:: RECORDED DATA ::

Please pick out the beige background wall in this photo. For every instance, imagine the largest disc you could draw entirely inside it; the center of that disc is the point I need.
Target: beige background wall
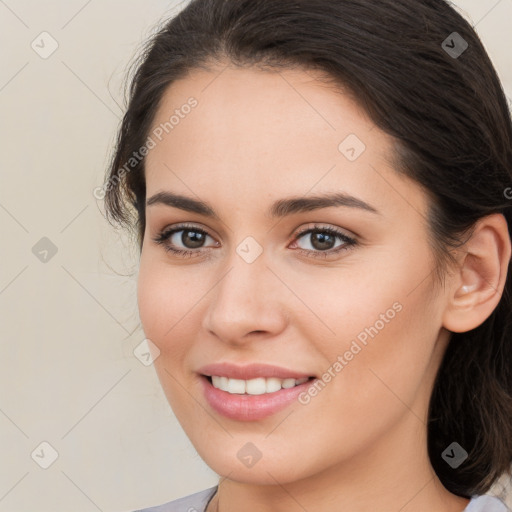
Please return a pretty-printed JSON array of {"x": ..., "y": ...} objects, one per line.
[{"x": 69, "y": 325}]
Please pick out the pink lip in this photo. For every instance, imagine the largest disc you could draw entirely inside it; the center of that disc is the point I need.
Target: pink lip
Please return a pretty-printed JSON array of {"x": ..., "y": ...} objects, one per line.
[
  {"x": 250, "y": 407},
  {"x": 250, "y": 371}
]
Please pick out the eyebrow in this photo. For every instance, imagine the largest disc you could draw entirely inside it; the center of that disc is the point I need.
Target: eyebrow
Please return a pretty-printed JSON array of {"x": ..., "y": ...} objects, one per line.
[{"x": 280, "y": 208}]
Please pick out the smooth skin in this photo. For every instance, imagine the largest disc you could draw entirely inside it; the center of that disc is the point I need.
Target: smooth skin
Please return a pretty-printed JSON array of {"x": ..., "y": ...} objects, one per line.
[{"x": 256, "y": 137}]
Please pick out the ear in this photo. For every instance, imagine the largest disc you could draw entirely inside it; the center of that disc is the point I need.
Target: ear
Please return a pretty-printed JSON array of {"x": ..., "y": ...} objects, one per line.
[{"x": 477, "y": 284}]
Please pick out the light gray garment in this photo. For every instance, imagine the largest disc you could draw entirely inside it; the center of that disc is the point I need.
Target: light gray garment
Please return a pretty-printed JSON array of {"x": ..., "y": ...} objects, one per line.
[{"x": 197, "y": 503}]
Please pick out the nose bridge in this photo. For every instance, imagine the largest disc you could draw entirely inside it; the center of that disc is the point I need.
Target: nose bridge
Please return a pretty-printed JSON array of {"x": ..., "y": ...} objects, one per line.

:::

AIM OF THE EXERCISE:
Copy the records exactly as they appear, excluding images.

FINAL RESULT:
Please pick out the beige background wall in this photo. For every instance, imagine the largest disc you could draw entirely inside it; the center of that disc is the point I need.
Target: beige background wall
Please return a pretty-printed JSON array of {"x": ..., "y": ...} objects, one per line.
[{"x": 69, "y": 325}]
Please pick out the pink lip in this photo. For every instance, imagine the largest disc you could draw entirely inside it; the center of that disc is the point I need.
Target: pink lip
Please return a pretty-printed JSON array of {"x": ..., "y": ...} objects, one per line.
[
  {"x": 250, "y": 407},
  {"x": 250, "y": 371}
]
Please pick out the eyebrow in this photo. For every instance, imagine the largest disc you could draw entirely inside it; the center of that disc is the point I need.
Target: eyebrow
Please return a pretty-printed JSON array of {"x": ..., "y": ...} objects, one per line.
[{"x": 280, "y": 208}]
Please pick out the smooth skin in this photo. For every instance, imagine the largest disc you could draw entirely inside it; the center of that disc is the point I need.
Target: smooth skin
Please return a pretty-printed JSON array of {"x": ..., "y": ...} objects, one per line.
[{"x": 256, "y": 137}]
Please pick out the ear in this photo. For every instance, imagine the largest disc you could draw entirely inside it; the center of that disc is the point I need.
Target: ear
Please return a pretty-printed JSON array of {"x": ..., "y": ...} objects, one per line.
[{"x": 477, "y": 284}]
Please pick out the light gray garment in this photo. For every instance, imagine the largest disc you could draw entirely inside it; the center of that disc is the point I need.
Target: light gray garment
Please return a pretty-printed JSON array of {"x": ..., "y": ...} objects, one per line.
[{"x": 197, "y": 503}]
Please pick out the nose bridge in this photo. For every instance, imagine the largest disc you could draw entirely inside it; the center of that disc is the point I need.
Target: nose bridge
Please return a pretty-printed JSON array of {"x": ..., "y": ...} objects, one per line.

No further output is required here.